_Work required_:
In the records below, find the line that contains "Target: white ceiling". Retype that line and all the lines after it through the end, leaving out the pictures.
[Opening Data for review section]
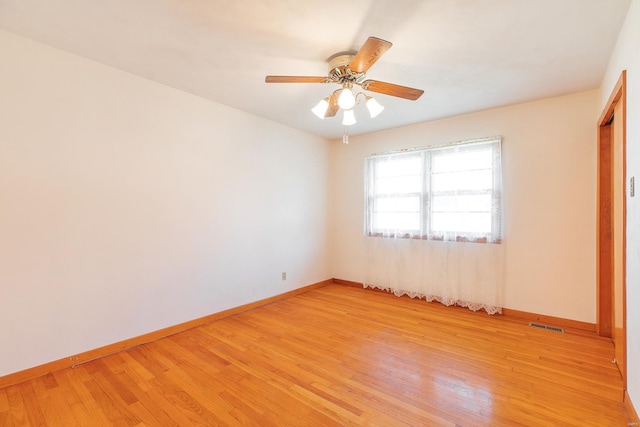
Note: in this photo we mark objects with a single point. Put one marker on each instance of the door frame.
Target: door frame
(605, 323)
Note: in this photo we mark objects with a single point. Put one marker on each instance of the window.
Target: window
(448, 193)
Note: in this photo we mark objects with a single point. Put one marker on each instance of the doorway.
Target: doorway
(611, 224)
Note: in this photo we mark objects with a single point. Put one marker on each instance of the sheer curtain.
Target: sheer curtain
(433, 224)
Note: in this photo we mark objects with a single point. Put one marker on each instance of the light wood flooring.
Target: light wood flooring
(337, 355)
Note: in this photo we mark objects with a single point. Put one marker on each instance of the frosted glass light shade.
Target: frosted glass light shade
(321, 108)
(349, 118)
(346, 100)
(374, 107)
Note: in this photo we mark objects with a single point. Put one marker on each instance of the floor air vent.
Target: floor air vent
(547, 327)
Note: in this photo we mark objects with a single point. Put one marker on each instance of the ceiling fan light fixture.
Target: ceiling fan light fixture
(374, 107)
(346, 100)
(349, 118)
(321, 108)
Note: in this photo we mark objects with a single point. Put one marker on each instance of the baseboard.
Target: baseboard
(71, 361)
(516, 314)
(633, 415)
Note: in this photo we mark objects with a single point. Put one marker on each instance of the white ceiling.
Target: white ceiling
(467, 55)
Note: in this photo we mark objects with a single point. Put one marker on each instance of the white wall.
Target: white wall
(127, 206)
(626, 55)
(549, 154)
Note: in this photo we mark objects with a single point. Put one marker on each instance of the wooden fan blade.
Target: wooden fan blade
(333, 105)
(393, 90)
(368, 54)
(295, 79)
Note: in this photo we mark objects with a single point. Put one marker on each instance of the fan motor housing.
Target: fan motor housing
(339, 70)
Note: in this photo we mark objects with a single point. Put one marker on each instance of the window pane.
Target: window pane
(447, 160)
(397, 204)
(470, 203)
(399, 165)
(465, 180)
(398, 184)
(461, 222)
(396, 221)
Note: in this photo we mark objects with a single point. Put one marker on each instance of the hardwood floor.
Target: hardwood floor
(337, 355)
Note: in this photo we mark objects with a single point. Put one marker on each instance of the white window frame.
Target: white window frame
(427, 194)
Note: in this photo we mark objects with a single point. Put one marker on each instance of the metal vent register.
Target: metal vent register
(547, 327)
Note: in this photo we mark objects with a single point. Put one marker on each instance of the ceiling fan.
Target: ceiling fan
(348, 69)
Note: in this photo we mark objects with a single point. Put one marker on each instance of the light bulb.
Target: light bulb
(346, 100)
(374, 107)
(349, 118)
(321, 109)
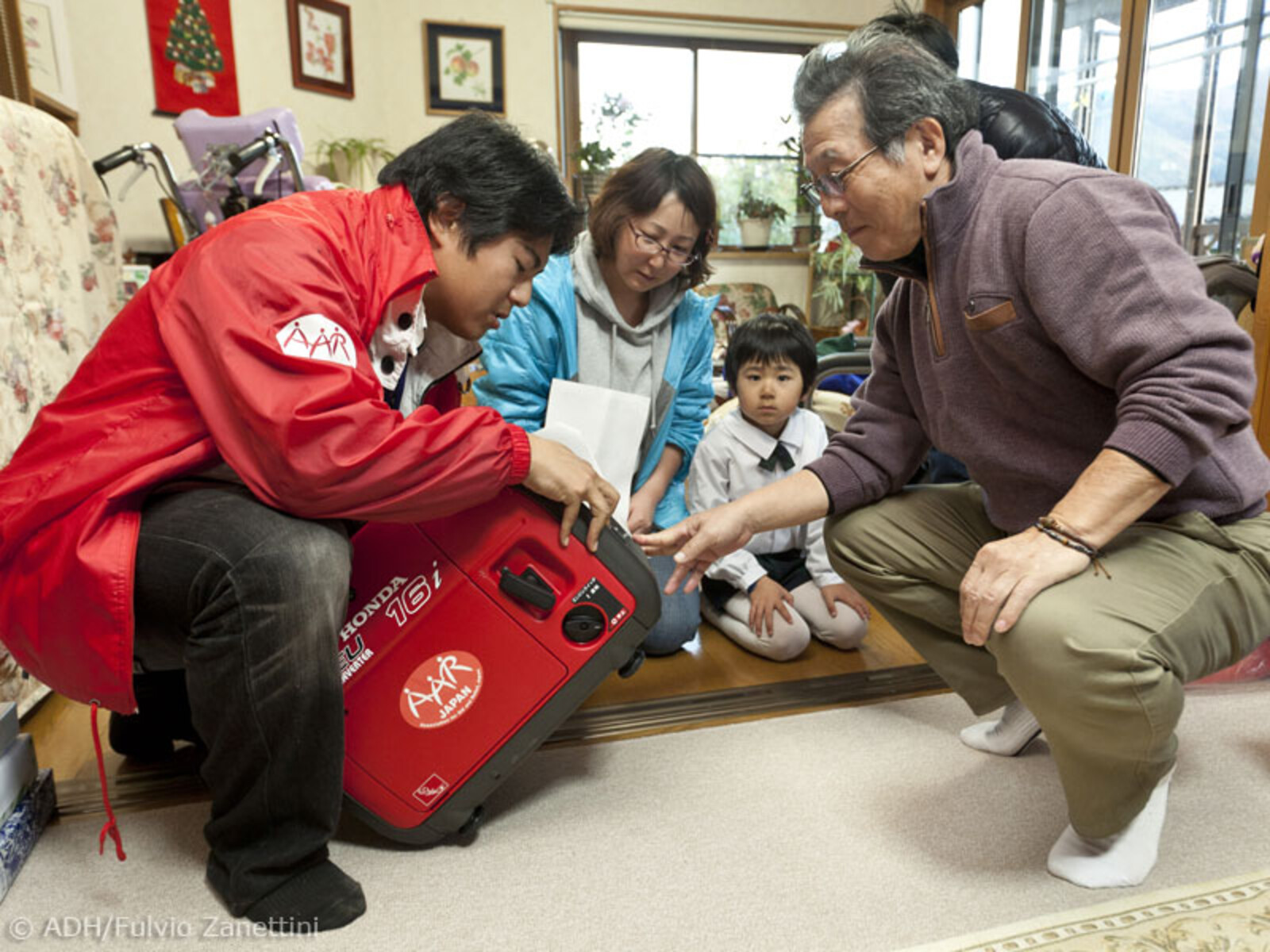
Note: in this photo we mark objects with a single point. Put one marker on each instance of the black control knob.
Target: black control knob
[Closing Data for review section]
_Written answer_:
Target: white ceiling
(467, 55)
Note: in this photo we mark objects with a single point. Put one marker on each instance of the white wall.
Target: white wall
(127, 206)
(626, 55)
(549, 154)
Note: in this photo we mark objects with a single point. Put one marker on each instance of the wooden fan blade.
Target: wooden fan blade
(333, 105)
(393, 90)
(368, 54)
(295, 79)
Note: in this photo we mark objects with a single point. Put one marker on each instance of the fan motor housing.
Target: fan motor housing
(339, 70)
Note: in this photo we mark objects with a single point. Put one marker on each instance of the window pane.
Target: window pane
(447, 160)
(397, 204)
(470, 203)
(399, 165)
(465, 180)
(398, 184)
(461, 222)
(396, 221)
Note: in this photo we mark objects with a single point. Put one marker on each instance of the hardwood floor.
Target: hardwood floor
(337, 355)
Note: in this photo we mark objects with a single point. Put one marker on each instance of the white window frame.
Target: white window frame
(427, 194)
Note: in this photo we mark objects with a single point. Put one marker on each instance of the metal vent register.
Target: metal vent register
(547, 327)
Note: in this photo we mark objects with a single point. Put one marker on each instance of the ceiling fan.
Target: ceiling fan
(348, 69)
Note: in this photo we mark objects with a single point. Put one marker on each instance of the light bulb.
Target: light bulb
(346, 100)
(374, 107)
(349, 118)
(321, 109)
Note: in this photo we mark objects with a single point. Put one marker on each instance of the black control knob.
Target: black control knob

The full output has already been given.